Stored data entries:
## Start
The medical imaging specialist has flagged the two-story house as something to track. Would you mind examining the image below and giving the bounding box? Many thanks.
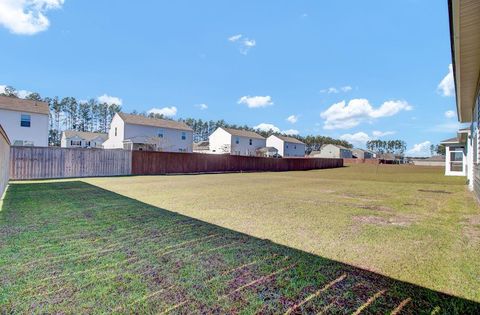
[267,135,305,157]
[60,130,108,149]
[103,113,193,152]
[0,96,50,147]
[209,127,267,156]
[309,144,353,159]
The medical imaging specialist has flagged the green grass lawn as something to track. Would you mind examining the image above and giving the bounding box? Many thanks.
[0,165,480,314]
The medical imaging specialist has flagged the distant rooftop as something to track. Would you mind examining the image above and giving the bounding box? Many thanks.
[0,96,50,115]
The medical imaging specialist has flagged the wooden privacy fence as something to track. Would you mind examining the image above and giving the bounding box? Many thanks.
[343,159,380,164]
[10,147,132,180]
[5,147,343,180]
[132,151,343,175]
[0,125,10,198]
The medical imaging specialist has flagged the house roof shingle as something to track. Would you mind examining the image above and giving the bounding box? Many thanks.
[118,113,193,131]
[273,135,305,144]
[221,127,265,139]
[0,96,50,115]
[63,130,108,141]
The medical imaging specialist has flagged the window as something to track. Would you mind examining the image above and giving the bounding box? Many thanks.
[20,114,31,127]
[450,147,463,172]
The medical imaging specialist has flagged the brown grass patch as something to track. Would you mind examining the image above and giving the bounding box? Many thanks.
[353,215,413,226]
[418,189,452,194]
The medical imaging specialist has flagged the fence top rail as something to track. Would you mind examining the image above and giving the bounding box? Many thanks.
[0,125,11,145]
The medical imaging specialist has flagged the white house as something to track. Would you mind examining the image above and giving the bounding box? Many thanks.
[0,96,50,147]
[103,113,193,152]
[60,130,108,148]
[267,135,305,157]
[309,144,352,159]
[209,127,267,156]
[444,0,480,195]
[352,149,375,159]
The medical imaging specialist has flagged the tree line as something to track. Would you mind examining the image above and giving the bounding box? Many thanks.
[0,86,353,153]
[367,140,407,155]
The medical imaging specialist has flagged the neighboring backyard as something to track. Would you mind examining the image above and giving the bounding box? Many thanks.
[0,165,480,314]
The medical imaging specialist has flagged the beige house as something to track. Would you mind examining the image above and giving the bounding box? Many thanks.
[209,127,267,156]
[0,96,50,147]
[309,144,352,159]
[60,130,108,149]
[103,113,193,152]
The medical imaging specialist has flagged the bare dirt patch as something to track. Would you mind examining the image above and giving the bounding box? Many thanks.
[353,215,413,226]
[418,189,452,194]
[358,205,395,212]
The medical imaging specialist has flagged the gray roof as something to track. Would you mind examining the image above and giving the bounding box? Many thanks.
[118,113,193,131]
[63,130,108,141]
[0,96,50,115]
[320,143,351,150]
[271,135,305,144]
[193,141,210,150]
[220,127,265,139]
[440,137,459,143]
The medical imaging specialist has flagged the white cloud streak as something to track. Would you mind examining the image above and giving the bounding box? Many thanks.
[437,64,455,96]
[147,106,178,117]
[320,99,413,130]
[228,34,257,55]
[320,85,352,94]
[0,0,64,35]
[253,123,300,135]
[97,94,123,105]
[287,115,298,124]
[445,110,457,118]
[195,104,208,110]
[237,95,273,108]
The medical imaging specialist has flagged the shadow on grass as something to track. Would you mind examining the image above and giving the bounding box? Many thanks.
[0,181,480,314]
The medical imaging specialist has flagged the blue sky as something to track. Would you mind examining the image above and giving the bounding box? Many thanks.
[0,0,458,155]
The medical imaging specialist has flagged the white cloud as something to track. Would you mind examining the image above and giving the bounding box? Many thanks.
[195,104,208,110]
[407,141,432,156]
[0,0,64,35]
[282,129,300,136]
[147,106,178,117]
[253,123,300,135]
[228,34,243,43]
[97,94,122,105]
[228,34,257,55]
[0,84,32,98]
[238,95,273,108]
[287,115,298,124]
[372,130,395,138]
[340,131,370,146]
[428,122,461,133]
[320,99,413,129]
[437,64,455,96]
[445,110,457,118]
[320,85,352,94]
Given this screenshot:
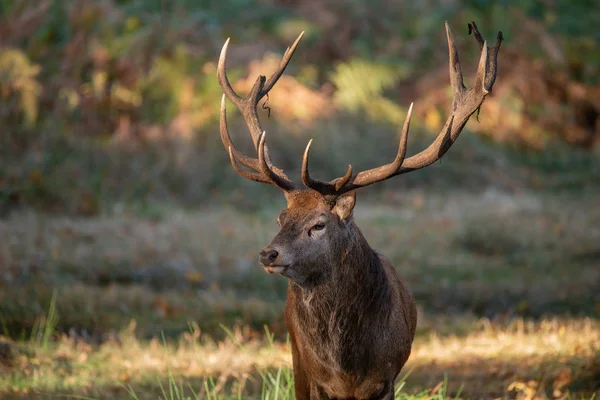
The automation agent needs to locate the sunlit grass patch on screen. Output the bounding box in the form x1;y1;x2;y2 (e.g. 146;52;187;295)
0;317;600;400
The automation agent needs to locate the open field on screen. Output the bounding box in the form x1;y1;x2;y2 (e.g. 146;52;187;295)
0;0;600;400
0;189;600;399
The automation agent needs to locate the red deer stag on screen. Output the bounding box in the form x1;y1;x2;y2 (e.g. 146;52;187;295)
217;23;502;400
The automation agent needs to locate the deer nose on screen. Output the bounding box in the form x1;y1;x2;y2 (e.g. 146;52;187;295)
259;248;279;267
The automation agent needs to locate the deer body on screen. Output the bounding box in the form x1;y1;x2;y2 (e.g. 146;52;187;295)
217;23;502;400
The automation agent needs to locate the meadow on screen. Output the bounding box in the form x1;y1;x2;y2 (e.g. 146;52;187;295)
## End
THE REQUEST –
Recast every item above as a JSON list of strings with one string per line, omitting blank lines. Leave the pictures out of the answer.

ANSWER TO THIS TASK –
[
  "The medical imaging specialist has flagged the two-story house as something to track. Would you mind examining the image below and giving the bounding box? Many thanks.",
  "[267,135,305,157]",
  "[60,130,108,149]",
  "[103,113,193,152]",
  "[0,96,50,147]",
  "[209,127,267,156]",
  "[309,144,353,159]",
  "The medical imaging specialist has flagged the green grass lawn as something to track. Would you mind examining the image above and giving the bounding box? Many thanks.",
  "[0,165,480,314]",
  "The medical imaging specialist has flagged the distant rooftop as something to track. Would you mind examining the image above and giving the bounding box? Many thanks.",
  "[0,96,50,115]",
  "The medical imaging specialist has flagged the wooden privacy fence as something to track. Would you mind examining the image above and giving the bounding box? Many thanks.",
  "[343,159,380,164]",
  "[10,147,132,180]",
  "[5,147,343,180]",
  "[132,151,343,175]",
  "[0,125,10,198]",
  "The medical imaging specialist has flagged the house roof shingle as something to track. Would you mind examining the image above and giving the bounding box? Many thanks.",
  "[118,113,193,131]",
  "[273,135,305,144]",
  "[221,127,265,139]",
  "[0,96,50,115]",
  "[63,130,108,141]",
  "The medical imaging specialist has flagged the window as something to track. Would you mind examining the image above and giving the bounding box? Many thanks.",
  "[20,114,31,127]",
  "[450,147,463,172]",
  "The medical imaging specialist has flagged the brown grass patch as something to track. Would you mind examining the image above and giving the bounding box? Many thanks.",
  "[353,215,413,226]",
  "[418,189,452,194]",
  "The medical imaging specialist has flagged the fence top rail as something to track. Would you mind examining the image above and giving the bounding box? Many thanks.",
  "[0,125,11,145]",
  "The medical imaging specialist has flagged the white house as something to track. Would you mind examining the image above and giving the bounding box? Many thanks.",
  "[0,96,50,147]",
  "[103,113,193,152]",
  "[60,130,108,148]",
  "[267,135,305,157]",
  "[309,144,352,159]",
  "[209,127,267,156]",
  "[444,0,480,195]",
  "[352,149,375,159]",
  "The medical imaging specialist has flagged the tree line as something to track. Would you mind examining the image above and giving the bounding box? Many thanks.",
  "[0,86,353,153]",
  "[367,140,407,155]",
  "The medical imaging specialist has flagged the neighboring backyard as something to track. Would you mind examining the image above and giving the bounding box? Many thanks.",
  "[0,165,480,314]",
  "The medical imaging specialist has flagged the beige house as something to track. Would you mind examining the image above and giving the bounding box? Many thanks.",
  "[209,127,267,156]",
  "[0,96,50,147]",
  "[309,144,352,159]",
  "[60,130,108,149]",
  "[103,113,193,152]",
  "The medical imaging specialist has flagged the bare dirt patch as something to track. Would you mind examining the image above and giving the bounding box? Many thanks.",
  "[353,215,413,226]",
  "[418,189,452,194]",
  "[358,205,395,212]",
  "The medical imaging specialist has flagged the gray roof as something to track. Would you mind examining the image above and giving the bounding box? Many thanks.",
  "[118,113,193,131]",
  "[63,130,108,141]",
  "[0,96,50,115]",
  "[320,143,351,150]",
  "[271,135,305,144]",
  "[193,141,210,150]",
  "[220,127,265,139]",
  "[440,137,459,143]",
  "The medical imaging specialist has flagged the white cloud streak as something to track. Would you mind examining the image above and giving the bounding box? Many thanks.",
  "[437,64,455,96]",
  "[147,106,178,117]",
  "[320,99,413,130]",
  "[228,34,257,55]",
  "[320,85,352,94]",
  "[0,0,64,35]",
  "[253,123,300,135]",
  "[97,94,123,105]",
  "[287,115,298,124]",
  "[445,110,457,118]",
  "[195,104,208,110]",
  "[237,95,273,108]",
  "The medical imaging specialist has flagged the shadow on grass as something to track. Would you mind examining the image above and giving the bounding box? Many thanks.",
  "[0,181,480,314]",
  "The medical imaging specialist has flagged the blue sky as something to track. Would you mind examining the image above and giving the bounding box? Many thanks.",
  "[0,0,458,155]",
  "The medical imaging specialist has flagged the white cloud as something to track. Would you mind examining the image above and giving the bounding box? Many thanks.",
  "[195,104,208,110]",
  "[407,141,432,156]",
  "[0,0,64,35]",
  "[282,129,300,136]",
  "[147,106,178,117]",
  "[253,123,300,135]",
  "[228,34,243,43]",
  "[97,94,122,105]",
  "[228,34,257,55]",
  "[0,84,32,98]",
  "[238,95,273,108]",
  "[287,115,298,124]",
  "[372,130,395,138]",
  "[340,131,370,146]",
  "[428,122,461,133]",
  "[320,99,413,129]",
  "[437,64,455,96]",
  "[445,110,457,118]",
  "[320,85,352,94]",
  "Given this screenshot:",
  "The automation agent needs to locate the sunlit grass patch on screen. Output the bounding box in the form x1;y1;x2;y2 (e.g. 146;52;187;295)",
  "0;317;600;400",
  "The automation agent needs to locate the open field on screen. Output the bounding box in the form x1;y1;x2;y2 (e.g. 146;52;187;295)",
  "0;0;600;400",
  "0;189;600;399",
  "The automation agent needs to locate the red deer stag on screen. Output the bounding box in the form x1;y1;x2;y2 (e.g. 146;52;187;295)",
  "217;23;502;400",
  "The automation agent needs to locate the deer nose on screen. Output the bounding box in the form x1;y1;x2;y2 (e.g. 146;52;187;295)",
  "259;248;279;267",
  "The automation agent needs to locate the deer body on screen. Output the bounding box in the form x1;y1;x2;y2 (e.g. 146;52;187;295)",
  "217;23;502;400",
  "The automation agent needs to locate the meadow on screen. Output the bounding box in the form x1;y1;x2;y2 (e.g. 146;52;187;295)"
]